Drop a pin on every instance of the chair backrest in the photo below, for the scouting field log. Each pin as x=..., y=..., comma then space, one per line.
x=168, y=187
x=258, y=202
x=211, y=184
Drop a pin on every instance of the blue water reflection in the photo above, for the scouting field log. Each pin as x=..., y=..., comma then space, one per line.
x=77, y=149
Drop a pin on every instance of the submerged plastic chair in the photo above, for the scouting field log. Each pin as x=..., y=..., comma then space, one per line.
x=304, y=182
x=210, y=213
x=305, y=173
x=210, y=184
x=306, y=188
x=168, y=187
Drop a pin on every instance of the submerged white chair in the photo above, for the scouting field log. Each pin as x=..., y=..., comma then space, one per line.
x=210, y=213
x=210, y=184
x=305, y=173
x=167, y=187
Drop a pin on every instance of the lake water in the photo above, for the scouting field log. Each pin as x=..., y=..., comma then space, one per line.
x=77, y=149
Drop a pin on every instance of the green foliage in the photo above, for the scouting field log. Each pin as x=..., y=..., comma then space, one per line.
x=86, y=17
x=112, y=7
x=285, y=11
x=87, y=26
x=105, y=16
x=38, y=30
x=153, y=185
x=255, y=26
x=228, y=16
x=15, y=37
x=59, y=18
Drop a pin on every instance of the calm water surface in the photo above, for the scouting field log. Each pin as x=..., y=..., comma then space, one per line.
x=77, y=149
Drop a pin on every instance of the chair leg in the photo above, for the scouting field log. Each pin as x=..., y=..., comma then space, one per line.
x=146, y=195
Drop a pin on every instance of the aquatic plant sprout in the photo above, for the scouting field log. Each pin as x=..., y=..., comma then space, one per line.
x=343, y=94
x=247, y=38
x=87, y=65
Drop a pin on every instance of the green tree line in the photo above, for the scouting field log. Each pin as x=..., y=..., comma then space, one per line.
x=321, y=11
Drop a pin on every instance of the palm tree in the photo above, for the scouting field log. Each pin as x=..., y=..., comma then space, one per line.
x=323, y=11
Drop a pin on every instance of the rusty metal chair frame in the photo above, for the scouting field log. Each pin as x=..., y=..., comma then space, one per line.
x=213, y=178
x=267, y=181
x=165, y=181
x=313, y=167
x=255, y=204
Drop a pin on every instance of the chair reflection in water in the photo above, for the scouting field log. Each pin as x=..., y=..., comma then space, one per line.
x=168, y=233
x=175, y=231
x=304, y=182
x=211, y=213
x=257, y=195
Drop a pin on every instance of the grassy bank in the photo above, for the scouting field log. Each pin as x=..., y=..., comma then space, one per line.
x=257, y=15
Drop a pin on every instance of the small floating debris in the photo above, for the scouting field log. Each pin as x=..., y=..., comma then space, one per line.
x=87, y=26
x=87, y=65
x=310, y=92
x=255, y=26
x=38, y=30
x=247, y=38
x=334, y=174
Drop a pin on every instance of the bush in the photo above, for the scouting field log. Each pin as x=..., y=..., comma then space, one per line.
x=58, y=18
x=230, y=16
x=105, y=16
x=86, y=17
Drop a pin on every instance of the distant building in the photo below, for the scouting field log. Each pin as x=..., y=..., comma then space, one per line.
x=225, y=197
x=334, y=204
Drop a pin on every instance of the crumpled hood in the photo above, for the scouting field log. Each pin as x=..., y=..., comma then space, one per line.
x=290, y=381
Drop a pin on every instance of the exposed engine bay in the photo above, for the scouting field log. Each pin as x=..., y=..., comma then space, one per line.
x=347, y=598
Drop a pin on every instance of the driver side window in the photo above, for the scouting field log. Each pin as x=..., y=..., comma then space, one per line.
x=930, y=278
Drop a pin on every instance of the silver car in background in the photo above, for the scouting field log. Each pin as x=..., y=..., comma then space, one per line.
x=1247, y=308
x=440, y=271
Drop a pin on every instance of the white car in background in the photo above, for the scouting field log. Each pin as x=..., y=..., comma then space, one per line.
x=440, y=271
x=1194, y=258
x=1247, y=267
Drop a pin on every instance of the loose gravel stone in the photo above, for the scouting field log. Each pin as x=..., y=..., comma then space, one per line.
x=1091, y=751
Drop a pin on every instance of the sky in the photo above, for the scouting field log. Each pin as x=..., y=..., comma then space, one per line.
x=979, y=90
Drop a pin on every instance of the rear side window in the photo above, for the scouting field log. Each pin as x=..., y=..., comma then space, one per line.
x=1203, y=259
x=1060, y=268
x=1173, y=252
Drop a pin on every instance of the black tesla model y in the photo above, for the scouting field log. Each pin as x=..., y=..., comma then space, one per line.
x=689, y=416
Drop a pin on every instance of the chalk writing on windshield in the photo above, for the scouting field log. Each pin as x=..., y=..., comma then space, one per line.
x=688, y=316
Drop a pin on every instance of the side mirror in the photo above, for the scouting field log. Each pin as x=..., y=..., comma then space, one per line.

Given instruction:
Reproduce the stretch of the material from the line containing "Drop a pin on every instance of the driver" through its final line, keeping every character unchanged.

Response to the task:
Drop a pin on every instance of the driver side window in the photo above, for the scouting field log. Each pin as x=..., y=..., comma then space, one per line.
x=930, y=278
Drop a pin on every instance of the silver car in background in the photo above, for the scouting field log. Each pin as x=..., y=..., comma then space, one per line.
x=1247, y=308
x=440, y=271
Drop a pin on every instance of the white car in background in the photo above, for the scouting field log. Each pin as x=..., y=..., comma then space, one per line.
x=440, y=271
x=1194, y=258
x=1247, y=267
Drop a pin on every instance of the loose gravel stone in the photo above, for the scouting field log. Each pin as x=..., y=..., comma then space, one per line.
x=1091, y=751
Drop a pin on every instance of the sky in the photo above, for the scouting field log. Each pin as x=..., y=..., comma then space, one per line.
x=979, y=90
Drop a pin on every instance of the rear side window in the photo above, for the scouting field log. Each pin as x=..., y=..., comma then space, one per line.
x=1203, y=259
x=1060, y=268
x=1173, y=252
Drop a pin on every instance of the black tesla model y in the photo above, for the scouting field log. Each pin as x=..., y=..., comma then space, one per line.
x=689, y=416
Drop a pin on every instance of the chalk writing on windshield in the photo above, for the scouting field log. Each pin as x=..., y=..., comma then space, one per line.
x=688, y=316
Drop a pin on every instance of the side mirror in the photo above, for the scouting field log. Each pin as x=..., y=..., comma then space, one per line.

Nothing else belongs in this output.